Hiking Mount Batur

Categories Travel

Ever since that beautifully-failed Semeru trip, I have been wondering if I would ever go hiking again. I managed to beat my doubt in Semeru, but I doubt if I am able to do it again because sometimes I feel that I might not have been able to do what I did there had I not hiked with porter and my experienced friend. I still need “more challenges”, but to hike high mountains again seems so difficult without preparation. The upcoming holiday that time – Christmas holiday – is also not a good season to hike because of exponentially higher chance of rain.

However as I confirmed that I would be going to Bali again on December, I started to think about Mount Batur. It is a popular alternative for tourists who (may be) bored with infinite beaches in Bali and people say that the trek is not that difficult. I had actually been to Kintamani a few times before, but only to see from far without going down to the villages (let alone do a trekking). I told my parents about my plan, and perhaps because I had gone to Semeru they had no problem for it. I asked my bro to join and surprisingly he was interested (he told me when I went to Semeru that he doesn’t like hiking because it will burn his skin. He is as blacky as me). I told some friends and surprisingly some also wanted to join, including Hudi whom I unintentionally met at Soekarno-Hatta Airport because his family lives in Denpasar. Unfortunately due to family matters, at the end Hudi couldn’t join; and some friends also couldn’t go to Bali that date. We were left with me, my bro, Aggy, and Yusuf a.k.a Ucup.

As Aggy could only make it in the beginning of January (I was still in Bali until January 6th), I deliberately set the date to the 5th so that it would be a closing for my Bali trip. It was going to be great because the weather had been (surprisingly) great after Christmas. Since I landed at Ngurah Rai Airport on December 17th, it had been raining until Christmas; then after I walked out of church it was sunny…

Certainly we were aiming for sunrise, so we had to start our trip from Denpasar in the midnight. I booked a car from one of my aunt’s relative and we had a bargain fare, IDR 400k all-in (driver, petrol, car) for 12 hours. We started from Denpasar exactly at the midnight, to avoid any possible delay that might have happened. At the end nothing happened, and we managed to arrive at Kintamani at around 1.30 AM. Too early, huh?

### WHAT NEEDS TO BE DONE
Continue the Mount Batur hike story from the point where it stops.

### GIVEN DATA
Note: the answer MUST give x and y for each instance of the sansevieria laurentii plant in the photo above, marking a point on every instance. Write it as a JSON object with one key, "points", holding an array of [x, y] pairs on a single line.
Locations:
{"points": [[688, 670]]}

### RESPONSE TO THE TASK
My driver then asked me if I needed a guide. I had called a guide whose contact I got from a blogger, and he told me that actually locals are not required to hire a guide – even if it is needed, the fee is voluntary. Personally I was quite confident that I did not actually need a guide, but I understand how sacred many places in Bali are (and I don’t want to play around with that), plus the good news I got from the guide I called, I told him to tell the guide to find me if he knew one.
So before we descent from Kintamani to Batur, I met the guide.

I was shocked.
He greeted me in English.
“Good night, Sir”
His English was surprisingly not that bad considering he is a villager. Without waiting for my reply, he continued. Still in English.
“So for this trip, we have 3 options……”
I waited until he stopped talking. I didn’t actually listen to what he was saying because I knew what I was expecting.
“Maaf, Pak, Bapak bisa bicara pakai Bahasa Indonesia kok” // “Sorry, Sir, but you can speak with Indonesian instead”
He looked surprised. But he still continued in English.
“Pak, saya orang Indonesia beneran kok. Bapak santai aja, kalau ngomong pakai Bahasa Indonesia juga lebih nyaman kan” // “Sir, I am indeed an Indonesian. Do not worry, if you talk in Indonesian it will be more comfortable right?”
“Oh maaf Pak, saya kira Bapak orang Singapur” // “Oh sorry Sir, I thought you are a Singaporean”

This time I was the one who got shocked. With this face I am used to being thought as a Malay, Muslim, or even Burmese in Singapore; but now I was thought to be a Singaporean….. in my country (or to make it sounds more tragic, my mother’s hometown)?

After that, he looked awkward. I knew it, I saw the brochure he was keeping and it was meant for foreigners. He actually later did not talk normally as I think he did not expect this situation.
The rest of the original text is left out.